● **What you will do**
For the listing below, give the count of lines containing "outstretched", and no other text.

╔══

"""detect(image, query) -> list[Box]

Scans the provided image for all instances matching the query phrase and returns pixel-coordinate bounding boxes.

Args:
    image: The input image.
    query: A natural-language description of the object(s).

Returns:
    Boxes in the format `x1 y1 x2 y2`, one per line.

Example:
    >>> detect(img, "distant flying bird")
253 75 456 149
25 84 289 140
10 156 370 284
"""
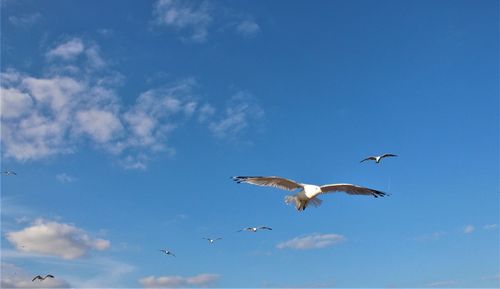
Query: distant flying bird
2 171 17 176
360 154 397 164
202 237 222 244
159 249 175 257
32 275 54 282
233 176 387 211
238 226 272 232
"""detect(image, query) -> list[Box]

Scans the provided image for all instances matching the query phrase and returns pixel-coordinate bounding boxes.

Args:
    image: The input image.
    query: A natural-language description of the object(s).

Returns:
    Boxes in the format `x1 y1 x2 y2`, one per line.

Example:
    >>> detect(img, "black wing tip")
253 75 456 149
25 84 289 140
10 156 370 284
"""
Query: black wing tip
372 190 389 198
232 176 265 183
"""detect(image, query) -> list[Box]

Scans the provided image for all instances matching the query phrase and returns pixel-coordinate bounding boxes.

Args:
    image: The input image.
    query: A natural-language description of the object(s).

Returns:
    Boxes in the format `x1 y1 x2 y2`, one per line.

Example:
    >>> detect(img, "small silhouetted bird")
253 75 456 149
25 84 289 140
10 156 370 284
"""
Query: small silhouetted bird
32 275 54 282
202 237 222 244
159 249 175 257
360 154 397 164
238 226 272 232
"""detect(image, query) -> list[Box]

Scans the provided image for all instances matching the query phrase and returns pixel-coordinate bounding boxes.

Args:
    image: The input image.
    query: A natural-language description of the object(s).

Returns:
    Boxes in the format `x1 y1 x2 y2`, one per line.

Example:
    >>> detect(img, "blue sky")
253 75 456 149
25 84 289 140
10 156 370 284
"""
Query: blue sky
1 0 498 288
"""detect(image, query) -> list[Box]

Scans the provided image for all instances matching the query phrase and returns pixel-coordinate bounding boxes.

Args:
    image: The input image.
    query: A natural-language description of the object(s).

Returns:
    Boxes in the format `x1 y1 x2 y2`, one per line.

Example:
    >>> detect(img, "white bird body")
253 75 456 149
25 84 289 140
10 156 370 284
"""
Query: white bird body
203 237 222 244
159 249 175 257
233 176 387 211
303 184 322 198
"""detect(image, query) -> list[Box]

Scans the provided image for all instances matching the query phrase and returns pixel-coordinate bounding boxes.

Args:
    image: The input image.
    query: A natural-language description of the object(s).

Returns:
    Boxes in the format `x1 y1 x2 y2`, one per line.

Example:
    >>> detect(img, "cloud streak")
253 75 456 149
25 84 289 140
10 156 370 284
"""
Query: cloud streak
153 0 212 42
139 273 220 288
46 38 85 60
277 233 346 250
56 173 75 183
425 280 458 287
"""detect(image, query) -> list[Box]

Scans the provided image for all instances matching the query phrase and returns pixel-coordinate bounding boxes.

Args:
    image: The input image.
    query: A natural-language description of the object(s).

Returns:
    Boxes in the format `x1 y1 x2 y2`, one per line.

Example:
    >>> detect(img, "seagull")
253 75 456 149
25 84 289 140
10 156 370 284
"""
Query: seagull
32 275 54 282
360 153 397 164
233 176 387 211
202 237 222 244
159 249 176 257
238 226 273 232
1 170 17 176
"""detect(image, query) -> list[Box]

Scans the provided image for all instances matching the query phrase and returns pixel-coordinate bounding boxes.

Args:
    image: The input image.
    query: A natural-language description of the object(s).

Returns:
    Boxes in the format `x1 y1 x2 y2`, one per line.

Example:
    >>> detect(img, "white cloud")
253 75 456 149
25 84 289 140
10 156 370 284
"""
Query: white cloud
198 103 215 122
153 0 212 42
425 280 458 287
139 274 220 288
8 13 42 26
6 219 110 259
84 44 106 69
1 263 70 288
463 224 475 234
1 37 264 169
483 224 497 230
56 173 75 183
208 92 263 139
0 87 33 119
236 20 260 37
46 38 85 60
75 109 123 143
276 233 346 250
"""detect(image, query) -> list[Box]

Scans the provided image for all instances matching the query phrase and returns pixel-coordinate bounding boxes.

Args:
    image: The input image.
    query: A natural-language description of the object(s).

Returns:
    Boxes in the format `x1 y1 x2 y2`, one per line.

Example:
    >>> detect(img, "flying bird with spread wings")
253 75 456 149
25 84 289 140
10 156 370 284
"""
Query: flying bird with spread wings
159 249 176 257
202 237 222 244
360 153 397 164
238 226 272 232
2 170 17 176
233 176 387 211
32 275 54 282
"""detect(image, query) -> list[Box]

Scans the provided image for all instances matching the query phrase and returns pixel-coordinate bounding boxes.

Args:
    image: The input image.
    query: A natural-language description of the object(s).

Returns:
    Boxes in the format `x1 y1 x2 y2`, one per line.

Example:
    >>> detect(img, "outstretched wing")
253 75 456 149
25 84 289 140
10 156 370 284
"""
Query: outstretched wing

╚══

● **Reply to the task**
2